> [Problem description] Pick out each line in the rows below that contains the word "blue" and copy every such line in full. Case counts, so a line matches only if its capitals match.

> [Extracted information]
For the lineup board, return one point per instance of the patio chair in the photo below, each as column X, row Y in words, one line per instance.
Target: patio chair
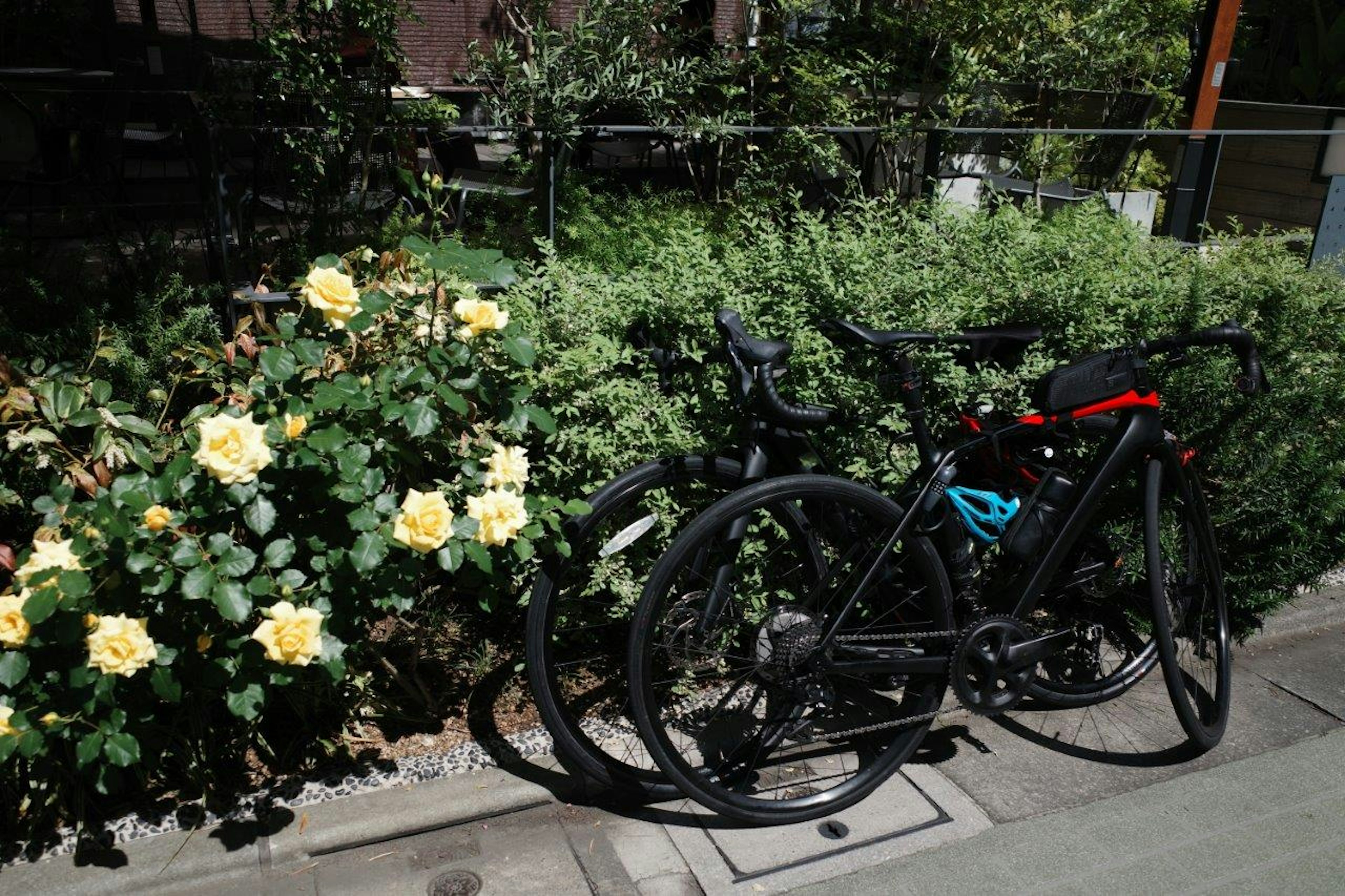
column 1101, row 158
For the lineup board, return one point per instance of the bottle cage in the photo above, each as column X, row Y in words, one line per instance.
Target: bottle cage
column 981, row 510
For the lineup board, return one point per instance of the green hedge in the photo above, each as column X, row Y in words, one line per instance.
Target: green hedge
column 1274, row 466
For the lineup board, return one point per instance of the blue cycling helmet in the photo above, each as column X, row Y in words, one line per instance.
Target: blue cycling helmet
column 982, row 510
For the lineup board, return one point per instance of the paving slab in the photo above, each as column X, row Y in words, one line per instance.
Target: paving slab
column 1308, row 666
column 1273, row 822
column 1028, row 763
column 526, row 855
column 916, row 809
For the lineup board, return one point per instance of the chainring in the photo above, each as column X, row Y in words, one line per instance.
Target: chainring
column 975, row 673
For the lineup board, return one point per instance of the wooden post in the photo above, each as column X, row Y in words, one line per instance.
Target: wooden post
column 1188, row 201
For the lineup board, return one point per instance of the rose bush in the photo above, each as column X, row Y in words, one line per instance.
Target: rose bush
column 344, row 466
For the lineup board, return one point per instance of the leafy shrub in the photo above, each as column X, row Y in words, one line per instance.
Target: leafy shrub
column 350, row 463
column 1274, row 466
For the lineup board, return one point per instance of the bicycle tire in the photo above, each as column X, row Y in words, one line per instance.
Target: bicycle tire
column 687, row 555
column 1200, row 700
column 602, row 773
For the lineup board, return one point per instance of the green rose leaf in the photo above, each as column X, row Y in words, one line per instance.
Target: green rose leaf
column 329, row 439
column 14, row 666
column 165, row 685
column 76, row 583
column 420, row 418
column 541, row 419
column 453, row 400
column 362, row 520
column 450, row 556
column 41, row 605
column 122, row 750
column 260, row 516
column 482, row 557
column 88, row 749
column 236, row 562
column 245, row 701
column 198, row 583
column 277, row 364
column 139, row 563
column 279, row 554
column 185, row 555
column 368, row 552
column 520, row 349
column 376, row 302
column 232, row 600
--
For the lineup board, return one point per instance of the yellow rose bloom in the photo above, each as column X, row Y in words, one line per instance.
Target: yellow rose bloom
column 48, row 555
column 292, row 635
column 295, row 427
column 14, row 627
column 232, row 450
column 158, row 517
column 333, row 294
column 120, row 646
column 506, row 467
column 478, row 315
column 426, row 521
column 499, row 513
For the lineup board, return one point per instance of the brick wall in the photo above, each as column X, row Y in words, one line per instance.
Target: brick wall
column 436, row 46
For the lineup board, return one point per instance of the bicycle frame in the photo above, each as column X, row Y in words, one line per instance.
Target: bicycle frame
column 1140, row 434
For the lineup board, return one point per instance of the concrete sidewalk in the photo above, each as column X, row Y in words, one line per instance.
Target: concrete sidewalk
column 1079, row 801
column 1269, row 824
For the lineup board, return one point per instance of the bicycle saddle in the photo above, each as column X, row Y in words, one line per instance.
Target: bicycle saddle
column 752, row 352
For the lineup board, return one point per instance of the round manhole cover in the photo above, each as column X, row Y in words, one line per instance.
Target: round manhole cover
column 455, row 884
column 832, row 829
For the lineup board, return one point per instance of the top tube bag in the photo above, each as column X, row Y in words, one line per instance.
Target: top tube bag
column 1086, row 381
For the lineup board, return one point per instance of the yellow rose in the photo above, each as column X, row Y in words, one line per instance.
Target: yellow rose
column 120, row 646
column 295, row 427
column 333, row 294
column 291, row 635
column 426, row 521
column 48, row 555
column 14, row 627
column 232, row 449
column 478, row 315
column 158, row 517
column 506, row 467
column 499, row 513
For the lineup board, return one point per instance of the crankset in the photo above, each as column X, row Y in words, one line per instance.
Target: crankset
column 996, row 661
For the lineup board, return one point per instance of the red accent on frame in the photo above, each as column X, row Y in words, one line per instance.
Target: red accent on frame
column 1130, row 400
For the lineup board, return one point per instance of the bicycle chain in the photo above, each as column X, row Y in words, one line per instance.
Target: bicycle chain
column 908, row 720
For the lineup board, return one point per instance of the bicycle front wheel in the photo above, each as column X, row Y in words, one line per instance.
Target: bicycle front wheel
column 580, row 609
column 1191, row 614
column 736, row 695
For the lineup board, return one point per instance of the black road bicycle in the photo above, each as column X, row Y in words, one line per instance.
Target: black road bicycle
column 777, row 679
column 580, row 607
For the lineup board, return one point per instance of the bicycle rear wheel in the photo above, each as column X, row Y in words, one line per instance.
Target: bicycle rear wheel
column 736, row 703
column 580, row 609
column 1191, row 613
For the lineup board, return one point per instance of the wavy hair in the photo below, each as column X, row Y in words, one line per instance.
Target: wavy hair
...
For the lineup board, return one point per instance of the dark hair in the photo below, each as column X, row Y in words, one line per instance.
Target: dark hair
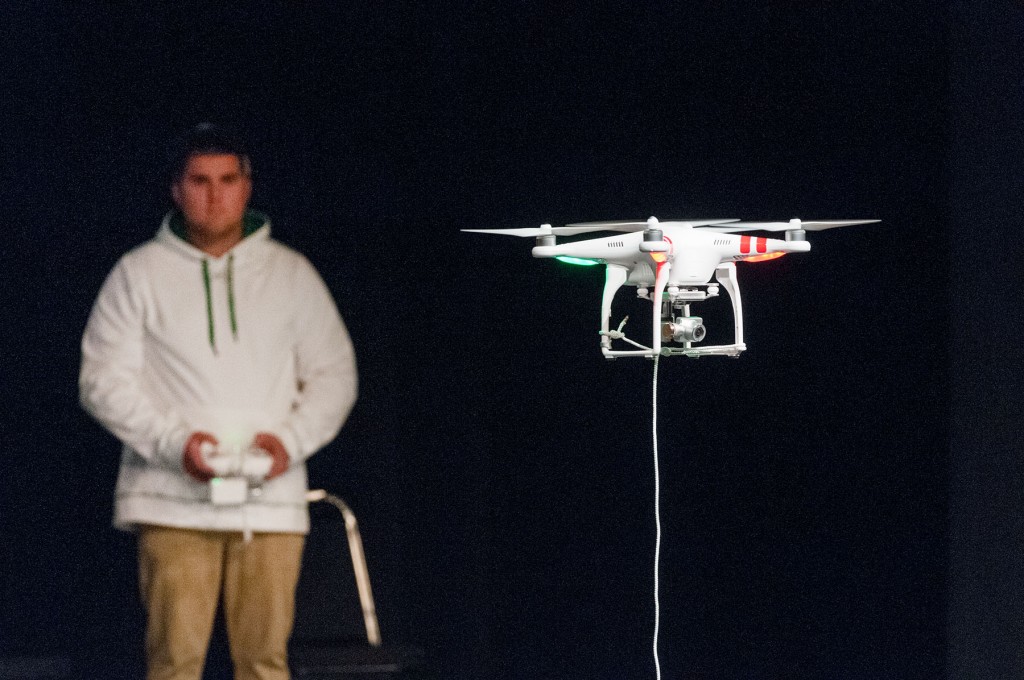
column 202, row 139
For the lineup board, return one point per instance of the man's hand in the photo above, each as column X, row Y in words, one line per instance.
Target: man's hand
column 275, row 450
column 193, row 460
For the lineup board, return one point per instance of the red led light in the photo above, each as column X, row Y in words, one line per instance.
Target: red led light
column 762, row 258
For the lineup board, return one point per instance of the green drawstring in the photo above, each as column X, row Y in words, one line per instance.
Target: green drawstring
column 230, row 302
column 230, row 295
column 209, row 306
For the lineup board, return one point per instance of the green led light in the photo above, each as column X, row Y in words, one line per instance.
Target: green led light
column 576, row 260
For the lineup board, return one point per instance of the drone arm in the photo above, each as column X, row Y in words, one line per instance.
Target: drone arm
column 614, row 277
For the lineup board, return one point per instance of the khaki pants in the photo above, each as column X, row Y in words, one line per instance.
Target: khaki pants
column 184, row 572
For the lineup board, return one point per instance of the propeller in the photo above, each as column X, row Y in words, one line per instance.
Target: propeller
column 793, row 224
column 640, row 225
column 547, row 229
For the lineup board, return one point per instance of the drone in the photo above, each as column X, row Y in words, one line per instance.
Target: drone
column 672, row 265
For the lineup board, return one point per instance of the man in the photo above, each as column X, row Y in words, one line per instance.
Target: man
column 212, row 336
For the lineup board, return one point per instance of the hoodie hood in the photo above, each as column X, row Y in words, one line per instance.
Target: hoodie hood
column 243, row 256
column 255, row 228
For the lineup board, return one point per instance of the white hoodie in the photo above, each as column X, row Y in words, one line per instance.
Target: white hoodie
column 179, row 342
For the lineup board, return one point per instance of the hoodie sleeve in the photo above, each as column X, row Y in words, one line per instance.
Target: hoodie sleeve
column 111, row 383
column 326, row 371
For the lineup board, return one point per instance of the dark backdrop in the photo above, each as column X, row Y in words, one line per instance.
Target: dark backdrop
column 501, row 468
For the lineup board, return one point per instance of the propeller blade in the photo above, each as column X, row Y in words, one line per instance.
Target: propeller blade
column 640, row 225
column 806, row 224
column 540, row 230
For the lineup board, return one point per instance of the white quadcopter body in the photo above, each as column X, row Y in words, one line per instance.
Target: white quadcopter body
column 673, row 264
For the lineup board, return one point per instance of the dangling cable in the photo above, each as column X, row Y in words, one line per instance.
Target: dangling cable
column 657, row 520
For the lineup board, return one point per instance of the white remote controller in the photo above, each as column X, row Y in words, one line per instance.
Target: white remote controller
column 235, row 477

> [The answer]
For the lineup board, return one point per instance of the blue cycling helmet in the photo above, each as column X, row Y in words, one line per instance.
Target: blue cycling helmet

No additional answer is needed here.